→ Extrait du texte:
+++++

Quand c'est Latour (de contrôle ?) même qui demande « où atterrir ? », avouez qu'il y a de quoi s'inquiéter…

Cela dit, Latour propose tout de même une solution : atterrir sur terre, enfin sur le terrestre.



Au-delà de la blague, ce petit ouvrage du grand sociologue des sciences qu'est Latour mérite le détour. Mais m'inspire aussi quelques réticences.



Si je trouve que le diagnostic est bon – avant tout celui de politique fiction qu'il formule au début sur la stratégie de rupture décomplexée des élites financières voire politiques qui les servent, mais aussi celui qui concerne la nécessité d'un redécoupage des clivages politiques – je suis (bien) moins convaincu par les propositions qu'il formule. Proposer de nommer le terrestre ce qui devrait être le nouveau local (pour éviter les dérives « nationalo-identitaires »), je le comprends, mais cela me semble un voeu pieux : je trouve quelque peu malhonnête le portrait que fait Latour sur les risques d'un « retour » en force du local (si tant est qu'il avait d'ailleurs disparu) et notamment son assimilation à une forme d'obscurantisme identitaire.



Car le local ne se réaffirme pas que sous ce masque (même s'il existe et que, malheureusement, tout « localisme » a tendance à être réduit à cet forme d'exclusivisme et de fermeture aux autres – mais par qui ? précisément par des éditorialistes qui sont au service des élites « hors sol »), mais aussi sous celui, bien plus pertinent d'un désir de reconquête de la souveraineté que le global de la « mondialisation moins », comme il dit, a largement battu en brèche.

+++++

→ Données fournies:
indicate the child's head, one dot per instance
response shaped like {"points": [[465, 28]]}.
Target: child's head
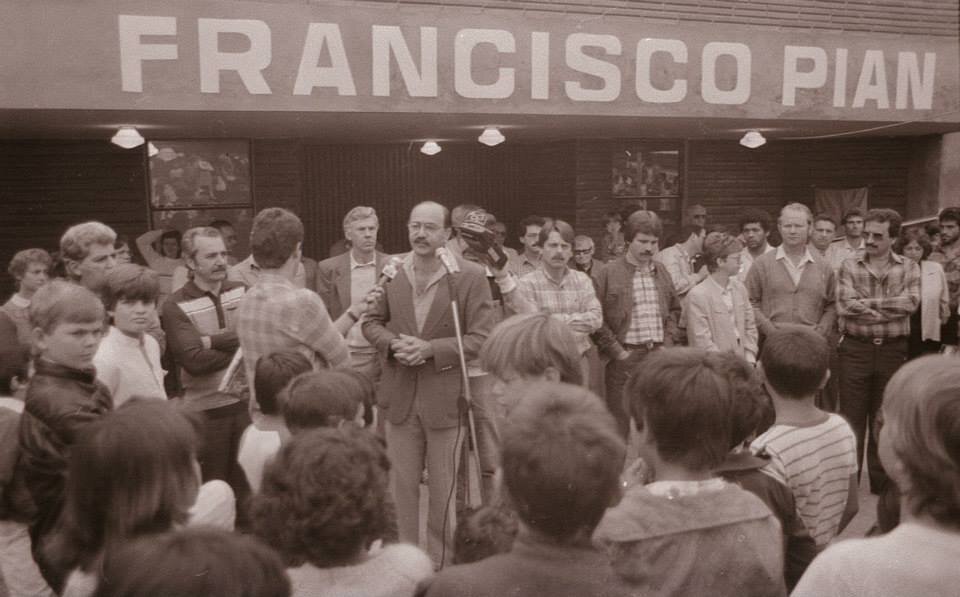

+++++

→ Questions à traiter:
- 1) Condensez le paragraphe de l'extrait commençant par « Si je trouve que le diagnostic est bon » en conservant ses idées essentielles.
- 2) D'après l'extrait, quelle solution Latour propose-t-il ?
Les lignes ne jouent aucun rôle dans cet exercice.

→ Réponses fournies:
- 1) Le diagnostic de Latour est jugé bon. C'est surtout le cas de son scénario de politique-fiction sur la stratégie de rupture décomplexée des élites financières, voire des politiques qui les servent. C'est aussi le cas de son constat sur la nécessité de redécouper les clivages politiques. Ses propositions convainquent en revanche bien moins. Nommer « terrestre » le nouveau local pour éviter les dérives « nationalo-identitaires » paraît un vœu pieux. Le portrait qu'il fait du « retour » du local, assimilé à un obscurantisme identitaire, est jugé quelque peu malhonnête.

- 2) Atterrir sur terre, ou plus précisément sur le terrestre.